- _Problem_
Each entry below is to be returned exactly, with any pictures left out.

- _Saved entries_
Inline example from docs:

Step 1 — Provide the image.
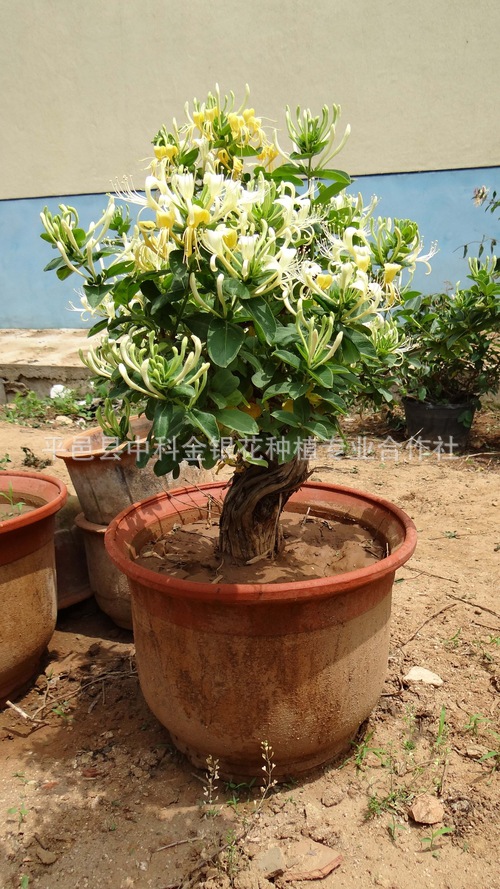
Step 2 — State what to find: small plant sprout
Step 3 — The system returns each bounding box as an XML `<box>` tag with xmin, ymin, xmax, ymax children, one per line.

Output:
<box><xmin>7</xmin><ymin>802</ymin><xmax>28</xmax><ymax>829</ymax></box>
<box><xmin>351</xmin><ymin>730</ymin><xmax>392</xmax><ymax>771</ymax></box>
<box><xmin>443</xmin><ymin>628</ymin><xmax>462</xmax><ymax>649</ymax></box>
<box><xmin>0</xmin><ymin>453</ymin><xmax>11</xmax><ymax>470</ymax></box>
<box><xmin>202</xmin><ymin>754</ymin><xmax>220</xmax><ymax>814</ymax></box>
<box><xmin>478</xmin><ymin>733</ymin><xmax>500</xmax><ymax>775</ymax></box>
<box><xmin>365</xmin><ymin>787</ymin><xmax>411</xmax><ymax>821</ymax></box>
<box><xmin>421</xmin><ymin>825</ymin><xmax>454</xmax><ymax>856</ymax></box>
<box><xmin>387</xmin><ymin>815</ymin><xmax>408</xmax><ymax>844</ymax></box>
<box><xmin>434</xmin><ymin>706</ymin><xmax>449</xmax><ymax>752</ymax></box>
<box><xmin>0</xmin><ymin>485</ymin><xmax>25</xmax><ymax>519</ymax></box>
<box><xmin>220</xmin><ymin>829</ymin><xmax>239</xmax><ymax>880</ymax></box>
<box><xmin>260</xmin><ymin>740</ymin><xmax>277</xmax><ymax>799</ymax></box>
<box><xmin>51</xmin><ymin>701</ymin><xmax>73</xmax><ymax>723</ymax></box>
<box><xmin>402</xmin><ymin>704</ymin><xmax>418</xmax><ymax>752</ymax></box>
<box><xmin>464</xmin><ymin>713</ymin><xmax>491</xmax><ymax>736</ymax></box>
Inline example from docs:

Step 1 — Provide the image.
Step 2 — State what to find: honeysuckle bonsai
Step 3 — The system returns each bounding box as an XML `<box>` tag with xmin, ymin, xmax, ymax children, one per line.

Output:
<box><xmin>41</xmin><ymin>87</ymin><xmax>434</xmax><ymax>563</ymax></box>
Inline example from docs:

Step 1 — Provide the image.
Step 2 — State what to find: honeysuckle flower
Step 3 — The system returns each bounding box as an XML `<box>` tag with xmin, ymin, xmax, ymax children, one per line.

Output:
<box><xmin>154</xmin><ymin>143</ymin><xmax>178</xmax><ymax>162</ymax></box>
<box><xmin>172</xmin><ymin>173</ymin><xmax>195</xmax><ymax>203</ymax></box>
<box><xmin>383</xmin><ymin>262</ymin><xmax>401</xmax><ymax>285</ymax></box>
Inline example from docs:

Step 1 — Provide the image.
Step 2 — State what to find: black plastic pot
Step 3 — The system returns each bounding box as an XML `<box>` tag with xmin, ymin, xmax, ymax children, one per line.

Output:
<box><xmin>403</xmin><ymin>398</ymin><xmax>475</xmax><ymax>451</ymax></box>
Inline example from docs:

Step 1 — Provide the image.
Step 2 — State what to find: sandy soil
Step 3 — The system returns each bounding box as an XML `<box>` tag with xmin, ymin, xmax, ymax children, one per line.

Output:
<box><xmin>0</xmin><ymin>408</ymin><xmax>499</xmax><ymax>889</ymax></box>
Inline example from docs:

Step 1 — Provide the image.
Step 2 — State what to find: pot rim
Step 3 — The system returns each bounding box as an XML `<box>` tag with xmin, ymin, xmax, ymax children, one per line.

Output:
<box><xmin>0</xmin><ymin>470</ymin><xmax>67</xmax><ymax>533</ymax></box>
<box><xmin>104</xmin><ymin>480</ymin><xmax>417</xmax><ymax>602</ymax></box>
<box><xmin>55</xmin><ymin>415</ymin><xmax>151</xmax><ymax>461</ymax></box>
<box><xmin>402</xmin><ymin>397</ymin><xmax>476</xmax><ymax>410</ymax></box>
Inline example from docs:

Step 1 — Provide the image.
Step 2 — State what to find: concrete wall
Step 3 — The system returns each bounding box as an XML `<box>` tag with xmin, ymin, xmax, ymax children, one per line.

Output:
<box><xmin>0</xmin><ymin>0</ymin><xmax>499</xmax><ymax>327</ymax></box>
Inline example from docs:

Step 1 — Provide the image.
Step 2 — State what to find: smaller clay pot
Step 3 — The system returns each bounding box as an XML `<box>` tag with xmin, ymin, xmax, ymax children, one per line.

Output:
<box><xmin>55</xmin><ymin>417</ymin><xmax>167</xmax><ymax>525</ymax></box>
<box><xmin>54</xmin><ymin>495</ymin><xmax>92</xmax><ymax>609</ymax></box>
<box><xmin>75</xmin><ymin>513</ymin><xmax>132</xmax><ymax>630</ymax></box>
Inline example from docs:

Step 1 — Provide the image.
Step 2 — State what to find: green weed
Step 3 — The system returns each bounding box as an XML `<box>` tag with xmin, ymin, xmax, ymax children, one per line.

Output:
<box><xmin>421</xmin><ymin>825</ymin><xmax>454</xmax><ymax>856</ymax></box>
<box><xmin>2</xmin><ymin>388</ymin><xmax>96</xmax><ymax>426</ymax></box>
<box><xmin>463</xmin><ymin>713</ymin><xmax>491</xmax><ymax>736</ymax></box>
<box><xmin>7</xmin><ymin>803</ymin><xmax>28</xmax><ymax>829</ymax></box>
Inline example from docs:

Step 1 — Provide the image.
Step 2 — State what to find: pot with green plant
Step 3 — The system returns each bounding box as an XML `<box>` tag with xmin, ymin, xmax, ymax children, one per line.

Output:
<box><xmin>41</xmin><ymin>87</ymin><xmax>434</xmax><ymax>778</ymax></box>
<box><xmin>393</xmin><ymin>259</ymin><xmax>500</xmax><ymax>449</ymax></box>
<box><xmin>0</xmin><ymin>471</ymin><xmax>67</xmax><ymax>704</ymax></box>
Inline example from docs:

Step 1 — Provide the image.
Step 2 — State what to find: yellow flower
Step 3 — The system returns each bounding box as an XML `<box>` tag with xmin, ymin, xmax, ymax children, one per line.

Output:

- _Reply to the task_
Inline example from docs:

Step 1 — Provide the image.
Step 2 — State what to find: small plant sprout
Step 3 — The system returns each bounding box as an XML `<box>` tag with xmin, ymin, xmax, ymax children, one per line.

Output:
<box><xmin>7</xmin><ymin>802</ymin><xmax>28</xmax><ymax>829</ymax></box>
<box><xmin>351</xmin><ymin>730</ymin><xmax>392</xmax><ymax>771</ymax></box>
<box><xmin>443</xmin><ymin>628</ymin><xmax>462</xmax><ymax>649</ymax></box>
<box><xmin>0</xmin><ymin>453</ymin><xmax>11</xmax><ymax>470</ymax></box>
<box><xmin>202</xmin><ymin>754</ymin><xmax>220</xmax><ymax>814</ymax></box>
<box><xmin>478</xmin><ymin>733</ymin><xmax>500</xmax><ymax>775</ymax></box>
<box><xmin>365</xmin><ymin>787</ymin><xmax>411</xmax><ymax>821</ymax></box>
<box><xmin>421</xmin><ymin>825</ymin><xmax>454</xmax><ymax>856</ymax></box>
<box><xmin>387</xmin><ymin>815</ymin><xmax>408</xmax><ymax>844</ymax></box>
<box><xmin>434</xmin><ymin>706</ymin><xmax>449</xmax><ymax>752</ymax></box>
<box><xmin>0</xmin><ymin>485</ymin><xmax>25</xmax><ymax>519</ymax></box>
<box><xmin>220</xmin><ymin>829</ymin><xmax>239</xmax><ymax>880</ymax></box>
<box><xmin>260</xmin><ymin>740</ymin><xmax>277</xmax><ymax>799</ymax></box>
<box><xmin>51</xmin><ymin>701</ymin><xmax>73</xmax><ymax>723</ymax></box>
<box><xmin>402</xmin><ymin>704</ymin><xmax>418</xmax><ymax>752</ymax></box>
<box><xmin>464</xmin><ymin>713</ymin><xmax>491</xmax><ymax>736</ymax></box>
Inline example from docs:

Step 1 — Provide the image.
Step 2 — State what to find: honeysuckle bonsai
Step 3 — The system returns each bounding box as an XML `<box>` tag with xmin, ymin, xmax, ymax children, one per line.

Output:
<box><xmin>41</xmin><ymin>87</ymin><xmax>434</xmax><ymax>563</ymax></box>
Inline example from docs:

Step 1 — Provide the image.
Step 2 — State what to find: honeysuckle flower
Step 3 — The system returns each bounding box as an XML `<box>` tag with xmin, ymin, xmax, ymax children, one per line.

Output:
<box><xmin>154</xmin><ymin>143</ymin><xmax>178</xmax><ymax>162</ymax></box>
<box><xmin>172</xmin><ymin>173</ymin><xmax>195</xmax><ymax>203</ymax></box>
<box><xmin>383</xmin><ymin>262</ymin><xmax>401</xmax><ymax>285</ymax></box>
Inline example from docs:

Step 1 — Provide the image.
Step 2 — State what to find: black plastic pot
Step 3 — The system returns each bounding box as an XML `<box>` tag with xmin, ymin, xmax, ymax children, one per line.

Output:
<box><xmin>403</xmin><ymin>398</ymin><xmax>475</xmax><ymax>451</ymax></box>
Inline example from docs:

Step 1 — Provide the image.
Step 2 — State what to find: sandy soil
Step 3 — The system returns each bounding box as an XML `<box>` tag with xmin, ymin, xmax, ymax children, one per line.

Output:
<box><xmin>0</xmin><ymin>408</ymin><xmax>499</xmax><ymax>889</ymax></box>
Inline example from docs:

Step 1 — Provide the image.
Step 2 — State what to find: pot rim
Step 3 — The system returns each bounding box as an XML `<box>` tag with xmin, ymin, xmax, ymax children, one per line.

Output:
<box><xmin>0</xmin><ymin>470</ymin><xmax>67</xmax><ymax>533</ymax></box>
<box><xmin>104</xmin><ymin>480</ymin><xmax>417</xmax><ymax>602</ymax></box>
<box><xmin>55</xmin><ymin>415</ymin><xmax>151</xmax><ymax>461</ymax></box>
<box><xmin>402</xmin><ymin>397</ymin><xmax>476</xmax><ymax>410</ymax></box>
Inline example from docs:

Step 1 — Provide the image.
Step 2 — State what to find: concrete wall
Step 3 — The system returns each bounding box as an XML `<box>` tag with xmin, ymin, xmax, ymax children, one per line.

Output:
<box><xmin>0</xmin><ymin>0</ymin><xmax>499</xmax><ymax>327</ymax></box>
Inline example from docs:

Step 1 — Provide the image.
Step 2 — State what to find: smaller clay pot
Step 3 — The system returns each bounding box as an XML `<box>` tag with xmin, ymin, xmax, ymax children, one per line.

Output:
<box><xmin>55</xmin><ymin>417</ymin><xmax>167</xmax><ymax>525</ymax></box>
<box><xmin>54</xmin><ymin>495</ymin><xmax>92</xmax><ymax>609</ymax></box>
<box><xmin>75</xmin><ymin>513</ymin><xmax>132</xmax><ymax>630</ymax></box>
Inline example from docs:

Step 1 — Provide the image.
Step 2 — State what to find: green weed
Step 3 — The system returns each bounding box as an XML `<box>` tag with xmin, ymin, xmax, ymax children, one per line.

Output:
<box><xmin>421</xmin><ymin>825</ymin><xmax>454</xmax><ymax>856</ymax></box>
<box><xmin>2</xmin><ymin>388</ymin><xmax>96</xmax><ymax>426</ymax></box>
<box><xmin>463</xmin><ymin>713</ymin><xmax>491</xmax><ymax>736</ymax></box>
<box><xmin>7</xmin><ymin>803</ymin><xmax>28</xmax><ymax>829</ymax></box>
Inline example from docs:

Step 1 — Provide the image.
Step 2 — State what to find: pot with green plant
Step 3 — The system returns each bounding box as an XML `<box>` tag with xmin, ymin, xmax, ymax children, one per line.

Output:
<box><xmin>41</xmin><ymin>87</ymin><xmax>434</xmax><ymax>778</ymax></box>
<box><xmin>393</xmin><ymin>259</ymin><xmax>500</xmax><ymax>449</ymax></box>
<box><xmin>0</xmin><ymin>471</ymin><xmax>67</xmax><ymax>704</ymax></box>
Inline example from docs:

Step 1 — Provide the image.
Step 2 — State what to find: yellow flower
Step 3 — The system returns each bounding box as an XML `<box>` tag with xmin, ymin, xmax, ymax children, one per line.

Output:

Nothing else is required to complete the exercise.